**PROBLEM:** Convert the stretch from the line containing "Target: spiky leaf" through the end of the lines into a Markdown table with the columns Row and Line, omitting blank lines and leaving the pictures out of the answer.

Picture annotation lines
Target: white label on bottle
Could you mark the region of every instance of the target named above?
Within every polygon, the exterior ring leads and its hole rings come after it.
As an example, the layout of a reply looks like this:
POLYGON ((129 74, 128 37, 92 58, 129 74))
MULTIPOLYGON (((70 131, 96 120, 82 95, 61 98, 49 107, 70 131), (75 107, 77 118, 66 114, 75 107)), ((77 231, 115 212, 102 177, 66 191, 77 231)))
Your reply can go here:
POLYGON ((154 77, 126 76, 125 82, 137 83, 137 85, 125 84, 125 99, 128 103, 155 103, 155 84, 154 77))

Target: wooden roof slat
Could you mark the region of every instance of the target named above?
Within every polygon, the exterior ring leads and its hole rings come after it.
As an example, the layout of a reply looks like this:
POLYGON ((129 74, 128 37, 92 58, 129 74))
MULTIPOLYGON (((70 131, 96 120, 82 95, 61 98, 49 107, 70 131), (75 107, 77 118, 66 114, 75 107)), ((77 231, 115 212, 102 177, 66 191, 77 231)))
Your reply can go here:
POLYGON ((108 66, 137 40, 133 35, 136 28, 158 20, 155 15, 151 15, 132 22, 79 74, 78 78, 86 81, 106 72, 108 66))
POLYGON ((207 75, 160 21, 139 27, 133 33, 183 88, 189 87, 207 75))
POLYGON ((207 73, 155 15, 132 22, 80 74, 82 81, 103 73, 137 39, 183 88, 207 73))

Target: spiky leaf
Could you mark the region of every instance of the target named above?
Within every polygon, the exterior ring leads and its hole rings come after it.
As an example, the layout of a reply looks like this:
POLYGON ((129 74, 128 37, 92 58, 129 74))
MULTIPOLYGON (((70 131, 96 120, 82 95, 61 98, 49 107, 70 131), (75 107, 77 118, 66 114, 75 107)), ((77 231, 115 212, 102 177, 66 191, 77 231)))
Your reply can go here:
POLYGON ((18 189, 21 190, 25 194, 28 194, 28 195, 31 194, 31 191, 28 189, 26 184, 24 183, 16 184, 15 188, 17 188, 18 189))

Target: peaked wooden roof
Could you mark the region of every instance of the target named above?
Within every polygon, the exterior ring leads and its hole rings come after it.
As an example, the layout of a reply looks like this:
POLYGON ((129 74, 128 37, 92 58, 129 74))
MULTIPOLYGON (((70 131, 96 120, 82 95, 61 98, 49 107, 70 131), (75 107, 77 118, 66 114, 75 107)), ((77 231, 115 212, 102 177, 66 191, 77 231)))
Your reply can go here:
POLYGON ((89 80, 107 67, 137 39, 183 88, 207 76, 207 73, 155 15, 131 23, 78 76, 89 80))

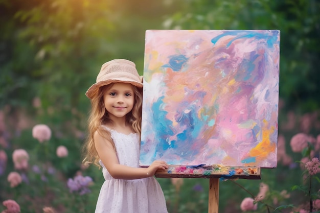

**EXPECTED OUTPUT:**
| Row | Line |
|---|---|
| 1 | Target: spiky leaf |
| 2 | Could you mark the region of every instance of the target named above? |
| 3 | Within every polygon, the exterior ring leads and its hole rings come after it. |
| 4 | As an example, the layout of a reply looks like this: |
| 5 | POLYGON ((129 74, 128 37, 92 58, 129 74)) |
| 6 | MULTIPOLYGON (((70 131, 96 120, 82 95, 61 98, 49 107, 70 131), (75 107, 77 118, 66 114, 75 107)), ((77 231, 115 212, 102 177, 66 191, 77 231))) |
| 7 | Your reply can go here: |
| 8 | POLYGON ((18 189, 21 190, 25 194, 28 194, 28 195, 31 194, 31 191, 28 189, 26 184, 24 183, 16 184, 15 188, 17 188, 18 189)) |
| 9 | Target: peaked wooden roof |
| 10 | Could you mark the region of every instance of the target named above? |
| 11 | Within every polygon, the exterior ring leads and its hole rings come after it. |
| 12 | As an example, the layout of a reply looks like this: |
| 13 | POLYGON ((129 74, 128 37, 92 58, 129 74)) |
| 14 | MULTIPOLYGON (((70 131, 96 120, 82 95, 61 98, 49 107, 70 131), (75 107, 77 118, 66 114, 75 107)), ((77 231, 115 212, 102 177, 66 191, 77 231))) |
| 15 | Your reply can go here: |
| 16 | POLYGON ((89 80, 107 67, 137 39, 183 88, 207 76, 207 73, 155 15, 131 23, 78 76, 89 80)) |